(Stored records)
##########

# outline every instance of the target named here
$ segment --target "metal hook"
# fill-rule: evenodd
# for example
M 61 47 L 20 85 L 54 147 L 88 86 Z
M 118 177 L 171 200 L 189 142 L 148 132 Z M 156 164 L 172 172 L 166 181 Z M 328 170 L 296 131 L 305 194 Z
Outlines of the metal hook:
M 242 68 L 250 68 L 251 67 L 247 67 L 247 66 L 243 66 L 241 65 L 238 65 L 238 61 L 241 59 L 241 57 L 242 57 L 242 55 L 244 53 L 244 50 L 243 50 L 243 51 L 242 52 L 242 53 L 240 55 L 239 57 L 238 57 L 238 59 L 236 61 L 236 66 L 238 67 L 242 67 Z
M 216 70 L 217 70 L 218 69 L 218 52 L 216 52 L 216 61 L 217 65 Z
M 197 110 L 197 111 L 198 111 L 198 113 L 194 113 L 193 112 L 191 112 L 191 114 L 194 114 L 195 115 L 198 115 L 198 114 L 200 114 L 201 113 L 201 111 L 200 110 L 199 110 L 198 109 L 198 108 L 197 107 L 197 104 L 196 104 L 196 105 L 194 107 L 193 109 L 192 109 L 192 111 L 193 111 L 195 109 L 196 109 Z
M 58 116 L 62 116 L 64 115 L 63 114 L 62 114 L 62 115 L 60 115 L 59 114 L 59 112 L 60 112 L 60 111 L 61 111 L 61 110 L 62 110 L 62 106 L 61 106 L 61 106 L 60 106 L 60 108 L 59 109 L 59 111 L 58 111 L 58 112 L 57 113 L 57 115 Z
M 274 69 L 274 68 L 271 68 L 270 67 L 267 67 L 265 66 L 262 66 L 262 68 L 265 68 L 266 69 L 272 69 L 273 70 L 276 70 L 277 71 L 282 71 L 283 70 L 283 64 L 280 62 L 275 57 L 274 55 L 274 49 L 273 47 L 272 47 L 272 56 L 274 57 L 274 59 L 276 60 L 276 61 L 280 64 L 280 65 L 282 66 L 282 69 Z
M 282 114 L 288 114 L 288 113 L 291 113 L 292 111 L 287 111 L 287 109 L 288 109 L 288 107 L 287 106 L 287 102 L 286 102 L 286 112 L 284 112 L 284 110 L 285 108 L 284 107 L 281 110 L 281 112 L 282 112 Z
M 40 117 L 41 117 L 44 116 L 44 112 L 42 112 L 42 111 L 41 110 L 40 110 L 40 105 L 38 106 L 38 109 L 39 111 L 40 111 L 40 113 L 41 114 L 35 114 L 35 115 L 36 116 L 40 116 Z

##########

▸ The exercise
Rewrite the listing above with "metal hook" changed to "steel hook" wherever it occurs, keeping every other line unchanged.

▸ Completed task
# outline every instance of the target named here
$ segment --target "steel hook"
# fill-rule: evenodd
# for example
M 61 47 L 20 85 L 54 147 L 88 86 Z
M 118 177 L 171 200 L 189 142 L 148 132 Z M 156 164 L 172 172 L 166 181 Z M 328 170 L 296 131 L 305 194 Z
Outlines of the steel hook:
M 242 68 L 250 68 L 251 67 L 247 67 L 247 66 L 243 66 L 241 65 L 238 65 L 238 61 L 241 59 L 241 57 L 242 57 L 242 55 L 244 53 L 244 50 L 243 50 L 243 51 L 242 52 L 242 53 L 240 55 L 239 57 L 238 57 L 238 59 L 236 61 L 236 66 L 238 67 L 242 67 Z
M 216 70 L 217 70 L 218 69 L 218 52 L 216 52 L 216 61 L 217 65 Z
M 197 110 L 197 111 L 198 111 L 198 113 L 194 113 L 193 112 L 191 112 L 191 114 L 194 114 L 195 115 L 198 115 L 198 114 L 200 114 L 201 113 L 201 111 L 200 110 L 199 110 L 198 109 L 198 108 L 197 107 L 197 104 L 196 104 L 196 105 L 194 107 L 193 109 L 192 109 L 192 111 L 193 111 L 195 109 L 196 109 Z
M 58 116 L 62 116 L 64 115 L 63 114 L 62 114 L 62 115 L 60 115 L 59 114 L 59 112 L 60 112 L 60 111 L 61 111 L 61 110 L 62 110 L 62 106 L 61 106 L 61 106 L 60 106 L 60 108 L 59 109 L 59 111 L 58 111 L 58 112 L 57 113 L 57 115 Z
M 274 69 L 274 68 L 271 68 L 270 67 L 267 67 L 265 66 L 262 66 L 262 68 L 265 68 L 266 69 L 272 69 L 273 70 L 276 70 L 277 71 L 282 71 L 283 70 L 283 64 L 280 62 L 275 57 L 274 55 L 274 49 L 273 47 L 272 47 L 272 56 L 274 57 L 274 59 L 276 60 L 276 61 L 280 64 L 280 65 L 282 66 L 282 69 Z
M 282 114 L 288 114 L 288 113 L 291 113 L 292 111 L 287 111 L 287 109 L 288 109 L 288 107 L 287 106 L 287 102 L 286 102 L 286 112 L 284 112 L 284 110 L 285 108 L 284 107 L 281 110 L 281 112 L 282 112 Z
M 40 117 L 41 117 L 44 116 L 44 112 L 42 112 L 42 111 L 41 110 L 40 110 L 40 105 L 38 106 L 38 109 L 39 111 L 40 111 L 40 113 L 41 114 L 35 114 L 35 115 L 36 116 L 40 116 Z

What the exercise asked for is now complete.